# [STATED GOAL]
Count how many lines in the records below contain the string "road", and reply with only that number.

# [SUPPLIED DATA]
begin
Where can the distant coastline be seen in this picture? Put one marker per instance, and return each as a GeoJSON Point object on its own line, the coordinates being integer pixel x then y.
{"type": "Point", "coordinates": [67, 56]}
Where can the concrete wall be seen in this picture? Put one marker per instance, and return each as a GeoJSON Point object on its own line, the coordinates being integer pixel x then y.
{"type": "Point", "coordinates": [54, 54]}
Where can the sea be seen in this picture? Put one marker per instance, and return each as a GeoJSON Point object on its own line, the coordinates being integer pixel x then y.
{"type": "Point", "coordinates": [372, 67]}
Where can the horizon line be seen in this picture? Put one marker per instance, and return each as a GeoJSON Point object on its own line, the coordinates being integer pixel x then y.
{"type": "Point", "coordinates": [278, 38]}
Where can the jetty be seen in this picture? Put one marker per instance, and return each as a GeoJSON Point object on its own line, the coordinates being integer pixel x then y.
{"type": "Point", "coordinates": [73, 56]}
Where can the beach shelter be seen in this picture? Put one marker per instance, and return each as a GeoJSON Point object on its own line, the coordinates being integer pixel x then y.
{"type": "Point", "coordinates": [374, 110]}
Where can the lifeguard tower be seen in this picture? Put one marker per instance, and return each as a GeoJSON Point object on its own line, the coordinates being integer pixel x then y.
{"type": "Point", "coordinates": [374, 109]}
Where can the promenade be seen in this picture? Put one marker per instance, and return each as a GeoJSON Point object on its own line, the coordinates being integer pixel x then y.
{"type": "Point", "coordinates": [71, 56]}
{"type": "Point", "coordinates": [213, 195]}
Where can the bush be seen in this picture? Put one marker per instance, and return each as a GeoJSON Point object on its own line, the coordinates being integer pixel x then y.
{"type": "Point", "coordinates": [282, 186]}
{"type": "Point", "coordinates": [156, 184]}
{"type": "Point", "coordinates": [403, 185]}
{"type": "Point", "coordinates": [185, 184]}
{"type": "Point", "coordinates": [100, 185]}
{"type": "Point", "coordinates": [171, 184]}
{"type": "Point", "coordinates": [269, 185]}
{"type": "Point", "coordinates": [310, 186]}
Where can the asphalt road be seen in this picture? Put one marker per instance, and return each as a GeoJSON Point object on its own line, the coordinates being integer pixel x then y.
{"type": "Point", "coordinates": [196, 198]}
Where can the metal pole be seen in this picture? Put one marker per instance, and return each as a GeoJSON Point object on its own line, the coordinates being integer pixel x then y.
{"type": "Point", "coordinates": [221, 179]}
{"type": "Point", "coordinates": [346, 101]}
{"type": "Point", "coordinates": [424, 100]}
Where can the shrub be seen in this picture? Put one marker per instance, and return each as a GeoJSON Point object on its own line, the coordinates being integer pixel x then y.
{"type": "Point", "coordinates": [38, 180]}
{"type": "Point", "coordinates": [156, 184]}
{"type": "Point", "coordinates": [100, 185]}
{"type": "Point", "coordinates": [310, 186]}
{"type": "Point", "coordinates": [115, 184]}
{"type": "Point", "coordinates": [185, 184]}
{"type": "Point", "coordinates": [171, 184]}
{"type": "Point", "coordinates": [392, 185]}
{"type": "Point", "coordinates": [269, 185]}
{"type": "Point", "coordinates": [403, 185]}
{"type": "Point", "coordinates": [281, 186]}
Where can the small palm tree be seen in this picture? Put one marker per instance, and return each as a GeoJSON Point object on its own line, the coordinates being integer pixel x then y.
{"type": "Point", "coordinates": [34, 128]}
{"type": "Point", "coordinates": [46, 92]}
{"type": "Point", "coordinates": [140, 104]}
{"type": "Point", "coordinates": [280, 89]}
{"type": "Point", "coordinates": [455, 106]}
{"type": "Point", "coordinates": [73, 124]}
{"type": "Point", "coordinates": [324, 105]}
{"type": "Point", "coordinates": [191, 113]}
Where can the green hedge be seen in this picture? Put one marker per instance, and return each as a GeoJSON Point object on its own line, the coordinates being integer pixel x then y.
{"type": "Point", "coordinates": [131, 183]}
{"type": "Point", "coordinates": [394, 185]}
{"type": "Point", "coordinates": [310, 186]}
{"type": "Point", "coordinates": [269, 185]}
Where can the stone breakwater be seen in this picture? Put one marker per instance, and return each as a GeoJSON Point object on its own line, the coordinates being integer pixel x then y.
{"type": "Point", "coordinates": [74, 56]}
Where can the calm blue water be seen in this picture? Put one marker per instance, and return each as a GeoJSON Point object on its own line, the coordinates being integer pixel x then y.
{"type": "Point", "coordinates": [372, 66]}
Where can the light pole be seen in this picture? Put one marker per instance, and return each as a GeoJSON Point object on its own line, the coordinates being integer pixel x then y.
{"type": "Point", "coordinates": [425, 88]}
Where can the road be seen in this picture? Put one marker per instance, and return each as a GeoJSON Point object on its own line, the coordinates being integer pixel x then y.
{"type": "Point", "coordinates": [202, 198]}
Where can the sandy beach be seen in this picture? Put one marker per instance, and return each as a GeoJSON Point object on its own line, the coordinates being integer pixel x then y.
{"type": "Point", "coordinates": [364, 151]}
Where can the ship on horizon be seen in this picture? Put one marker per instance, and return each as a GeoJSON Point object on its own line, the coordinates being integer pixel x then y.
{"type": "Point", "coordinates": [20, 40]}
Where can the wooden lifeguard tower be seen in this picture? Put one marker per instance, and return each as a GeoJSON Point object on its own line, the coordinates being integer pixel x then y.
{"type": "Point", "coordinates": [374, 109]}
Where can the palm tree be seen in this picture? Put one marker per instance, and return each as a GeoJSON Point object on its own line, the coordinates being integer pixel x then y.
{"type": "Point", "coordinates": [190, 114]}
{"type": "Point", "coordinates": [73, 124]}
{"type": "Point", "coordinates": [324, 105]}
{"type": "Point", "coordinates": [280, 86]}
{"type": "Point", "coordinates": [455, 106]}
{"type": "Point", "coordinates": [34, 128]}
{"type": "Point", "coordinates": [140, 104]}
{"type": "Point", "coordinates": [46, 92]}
end
begin
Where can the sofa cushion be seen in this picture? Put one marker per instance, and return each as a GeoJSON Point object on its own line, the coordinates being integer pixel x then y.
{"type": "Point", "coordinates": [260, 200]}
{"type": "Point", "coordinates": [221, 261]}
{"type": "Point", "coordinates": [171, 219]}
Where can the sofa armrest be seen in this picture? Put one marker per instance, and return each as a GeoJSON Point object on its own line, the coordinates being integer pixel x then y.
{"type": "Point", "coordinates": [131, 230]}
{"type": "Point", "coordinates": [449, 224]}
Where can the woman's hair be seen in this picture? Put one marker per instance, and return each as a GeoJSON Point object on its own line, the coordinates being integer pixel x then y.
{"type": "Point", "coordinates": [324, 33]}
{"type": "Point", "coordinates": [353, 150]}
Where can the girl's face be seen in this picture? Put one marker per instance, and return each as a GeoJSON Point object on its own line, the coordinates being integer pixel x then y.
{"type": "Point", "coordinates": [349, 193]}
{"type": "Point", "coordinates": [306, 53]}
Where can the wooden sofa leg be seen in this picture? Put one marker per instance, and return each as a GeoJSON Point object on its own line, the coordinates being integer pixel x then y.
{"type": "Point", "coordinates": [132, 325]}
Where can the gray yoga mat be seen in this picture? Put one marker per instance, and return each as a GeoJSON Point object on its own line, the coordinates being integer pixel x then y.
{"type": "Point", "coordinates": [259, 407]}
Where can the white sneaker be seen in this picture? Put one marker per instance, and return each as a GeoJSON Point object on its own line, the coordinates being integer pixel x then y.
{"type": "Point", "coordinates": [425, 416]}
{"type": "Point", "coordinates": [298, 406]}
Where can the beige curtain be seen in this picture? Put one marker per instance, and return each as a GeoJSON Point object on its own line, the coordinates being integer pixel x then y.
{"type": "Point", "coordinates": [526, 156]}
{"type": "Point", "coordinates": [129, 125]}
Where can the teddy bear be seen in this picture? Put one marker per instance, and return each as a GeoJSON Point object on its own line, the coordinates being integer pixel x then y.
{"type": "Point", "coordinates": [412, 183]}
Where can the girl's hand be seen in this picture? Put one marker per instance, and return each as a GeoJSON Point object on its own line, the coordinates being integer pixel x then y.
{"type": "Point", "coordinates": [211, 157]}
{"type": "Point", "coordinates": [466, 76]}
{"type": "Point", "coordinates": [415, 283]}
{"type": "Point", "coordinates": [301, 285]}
end
# [RIGHT ANSWER]
2